* [COMPITI DA SVOLGERE]
1) Elenca tutte le persone indicate per nome nell'articolo su Raf Vallone.
2) Traduci in inglese questa frase dell'articolo su Raf Vallone: «Era un divo, però ha sempre amato i rapporti familiari e mi ha sempre fatto sentire il suo ruolo di padre, con un affetto straordinario».
3) Prosegui l'articolo su Raf Vallone a partire dall'ultima frase riportata.

* [DOCUMENTO]

Raf Vallone nel ricordo del figlio Saverio: la recitazione nel cuore e due lauree nel cassetto
Dai campi di calcio della serie A al cinema. Dalla maglia del Torino, ai set internazionali. Dal giornalismo al teatro, Raf Vallone scomparso 20 anni ha lasciato un impronta profonda nell’universo culturale di casa nostra, che oggi il figlio Saverio, anche lui attore, ricalca e segue, pur calato in una realtà spettacolare completamente diversa. In un’intervista rilasciata a La Verità, Vallone jr ripercorre le tappe della vita artistica dell’illustre genitore e racconta, a cuore aperto, la storia di una personalità carismatica che ha profondamente influenzato grammatica cinematografica e mode divistiche degli ultimi decenni.
Raf Vallone nel ricordo del figlio Saverio
Dagli esordi nel 1949 in Riso Amaro di De Santis, a Uno sguardo dal ponte, di Sidney Lumet (1962), tratto dall’omonimo dramma di Arthur Miller, e da lui trionfalmente portato sulle scene a Parigi per un paio d’anni. Performance che costituisce a tutt’oggi la sua interpretazione più acuta e profonda. Capitoli della nostra storia dello spettacolo che evidenziano come e quanto Raf Vallone – nel dare vita a personaggi popolari, schietti e buoni, animati da ideali di fratellanza e di giustizia – sia riuscito a evitare manierismi di sorta e caratterizzazioni forzate – pur aderendo a stilemi classici rivisitati in nome di un talento drammaturgico declinato a interpretazioni teatrali e pellicole diventate dei classici. Complici anche una fisicità prestante e una caratterizzazione psicologica data ai suoi personaggi, che hanno fatto di lui «un uomo dalle 1.000 vite»…
Sulle orme di un divo con due lauree e un carisma naturale
Ma anche un artista dai mille volti. Che alla sua morte, come scrive il quotidiano diretto da Belpietro, ha passato il testimone al figlio Saverio, che del padre racconta episodi legato al divismo e fatti inediti di vita quotidiana. Una quotidianità che Raf Vallone ha condiviso con la moglie Elena Varzi, anche lei attrice, ritiratasi dal set agli inizi degli Anni Cinquanta per dedicarsi alla famiglia. E allora, «quando ha capito che suo padre era un divo?», chiede l’intervistatore a Saverio Vallone. Un interrogativo a cui il figlio d’arte risponde di getto: «L’ho visto subito: era amatissimo dalla gente, circondato da tantissime persone. Era un divo, però ha sempre amato i rapporti familiari e mi ha sempre fatto sentire il suo ruolo di padre, con un affetto straordinario. Stava quasi sempre fuori per lavoro. Ma quando stava a casa, cercava di insegnarmi qualsiasi cosa».

* [MATERIALE ESTRATTO]
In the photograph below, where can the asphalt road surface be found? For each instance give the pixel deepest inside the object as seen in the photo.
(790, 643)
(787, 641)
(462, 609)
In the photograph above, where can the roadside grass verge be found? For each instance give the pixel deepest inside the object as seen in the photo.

* [RISULTATI DEI COMPITI]
1)
- Raf Vallone
- Saverio Vallone
- De Santis
- Sidney Lumet
- Arthur Miller
- Belpietro
- Elena Varzi

2) He was a star, but he always loved family relationships and always made me feel his role as a father, with extraordinary affection.

3)
Raf Vallone tra set e scorci di vita in famiglia
Anche, spiega Saverio, “imponendogli” «le letture le poesie di Pasolini, che recitava a memoria. Oppure di Alfonso Gatto, un altro poeta che amava.
A un certo punto voleva che leggessi tutto l’Ulisse di Joyce!». E allora, la domanda sorge spontanea: «Imparare le poesie l’ha poi aiutata quando ha intrapreso la carriera di attore?». «Assolutamente. Molto spesso mi chiamano per presentare dei libri, forse è diventata la cosa migliore mia dal punto di vista attoriale». Però, magari – chiede La Verità – «quando suo padre partiva era un sollievo!»… «Un grandissimo sollievo: quando andava a girare un film, era una vacanza. Subentrava un rilassamento in famiglia, allora io andavo nelle camere a svegliare mia madre e le mie sorelle perché dovevo imitarlo. “Sveglia, sveglia”. Senza gli stessi esiti: mi mandavano a quel paese!».
«Stava sempre a studiare: aveva due lauree, una in legge, una in lettere e filosofia»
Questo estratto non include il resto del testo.